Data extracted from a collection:
--*--
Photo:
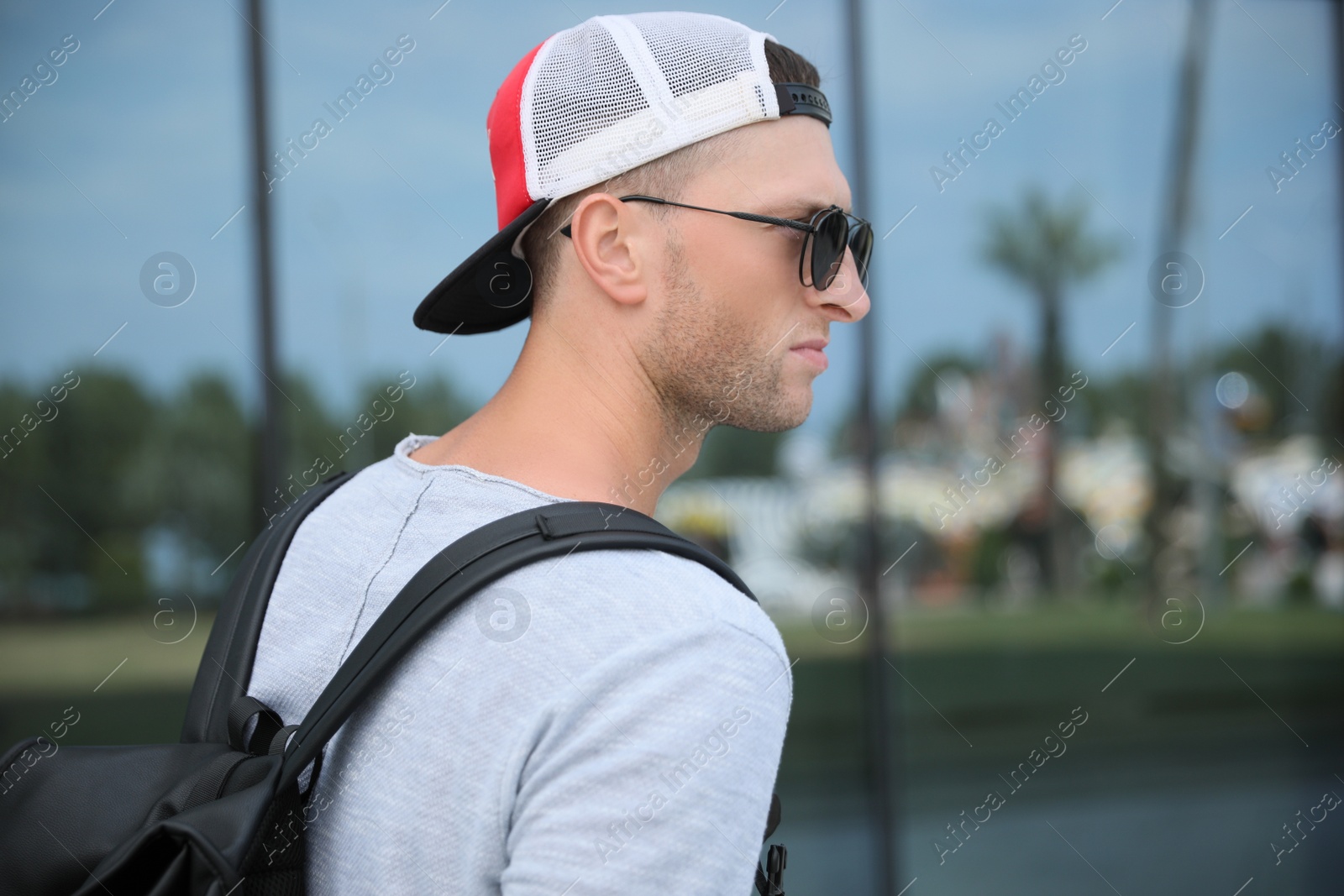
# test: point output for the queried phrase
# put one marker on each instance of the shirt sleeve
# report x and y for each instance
(652, 770)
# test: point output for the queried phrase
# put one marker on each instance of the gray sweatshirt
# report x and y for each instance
(609, 721)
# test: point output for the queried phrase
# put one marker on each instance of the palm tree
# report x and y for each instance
(1047, 249)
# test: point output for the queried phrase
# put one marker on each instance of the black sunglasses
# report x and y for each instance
(828, 233)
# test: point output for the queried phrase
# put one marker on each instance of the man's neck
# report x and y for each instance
(581, 427)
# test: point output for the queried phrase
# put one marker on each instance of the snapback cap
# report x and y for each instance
(591, 102)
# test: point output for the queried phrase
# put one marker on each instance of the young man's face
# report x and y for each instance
(734, 302)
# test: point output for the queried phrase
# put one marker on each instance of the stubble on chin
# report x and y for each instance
(710, 364)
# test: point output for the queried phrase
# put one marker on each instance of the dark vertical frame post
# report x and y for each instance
(885, 828)
(269, 448)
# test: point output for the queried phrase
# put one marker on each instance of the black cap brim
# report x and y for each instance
(490, 291)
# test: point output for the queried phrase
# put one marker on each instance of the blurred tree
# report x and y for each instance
(1047, 249)
(71, 513)
(192, 476)
(1289, 369)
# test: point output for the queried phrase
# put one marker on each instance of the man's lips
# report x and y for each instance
(812, 352)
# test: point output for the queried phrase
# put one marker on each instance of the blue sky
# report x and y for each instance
(139, 147)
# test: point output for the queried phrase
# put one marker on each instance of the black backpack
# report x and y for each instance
(217, 815)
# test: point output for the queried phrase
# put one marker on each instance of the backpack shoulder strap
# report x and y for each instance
(460, 570)
(226, 665)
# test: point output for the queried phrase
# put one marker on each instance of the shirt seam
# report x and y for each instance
(387, 559)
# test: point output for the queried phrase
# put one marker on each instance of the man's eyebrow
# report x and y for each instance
(804, 207)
--*--
### Work to be completed
Can you copy every item above line for line, with no changes and without the pictures?

### The reply
Photo:
# test: point output for the queried phrase
# put one marker on each instance of the shirt sleeve
# report x and y for each instance
(652, 770)
# test: point output for the queried phrase
# put one marker on each instance of the gray sweatshirt
# report x and y for each instance
(609, 721)
# test: point output for the queried phrase
# put one marker on each instance of the palm tree
# report x and y for each instance
(1047, 249)
# test: point output for the queried phrase
# put one marker on each instance of the black sunglasses
# report x and y for each instance
(828, 233)
# test: point output for the queried phrase
# put one marker on each instance of the man's neck
# report x and y for each instance
(581, 427)
# test: point output for the queried phrase
# put one marker on each instance of the snapback cap
# report x and y for each instance
(591, 102)
# test: point output for the queried phrase
# put one marker on each instance of the young man's face
# report x and y for each instance
(734, 302)
# test: point output for the queried phrase
# put one marker on each instance of the stubble on chin
# report x and y for each instance
(710, 364)
# test: point output for the queried phrase
# put one marker on each instance of the dark vertical frame post
# report x and y for each instance
(885, 828)
(269, 448)
# test: point output for the queried phrase
# put one marker on each instance of the black cap brim
# report x and y for each instance
(490, 291)
# test: point output for the queried phrase
# put one marker on each instance of the blurred tree
# report x and y for each instance
(1047, 249)
(71, 513)
(192, 476)
(1289, 369)
# test: point output for the queried phrase
# put one marker on each instance of the man's lips
# report x and y for each instance
(812, 352)
# test: point output for the queried phrase
# put one marker on each instance of the blue sky
# report x and y for each instance
(139, 147)
# test: point output for the queried phrase
# put one marker on each instance of the black backpack
# report x and y for each instance
(217, 815)
# test: point output for the queried phrase
# put one marker on each instance of the backpack shoulder strap
# report x and y for each instance
(460, 570)
(226, 665)
# test: point output for the queried phrase
# put one marker on each instance of the shirt seam
# report x and y for each instance
(387, 559)
# test: point output for the queried phrase
# put one marker on each instance of the man's eyebrow
# report x and y for each instance
(804, 207)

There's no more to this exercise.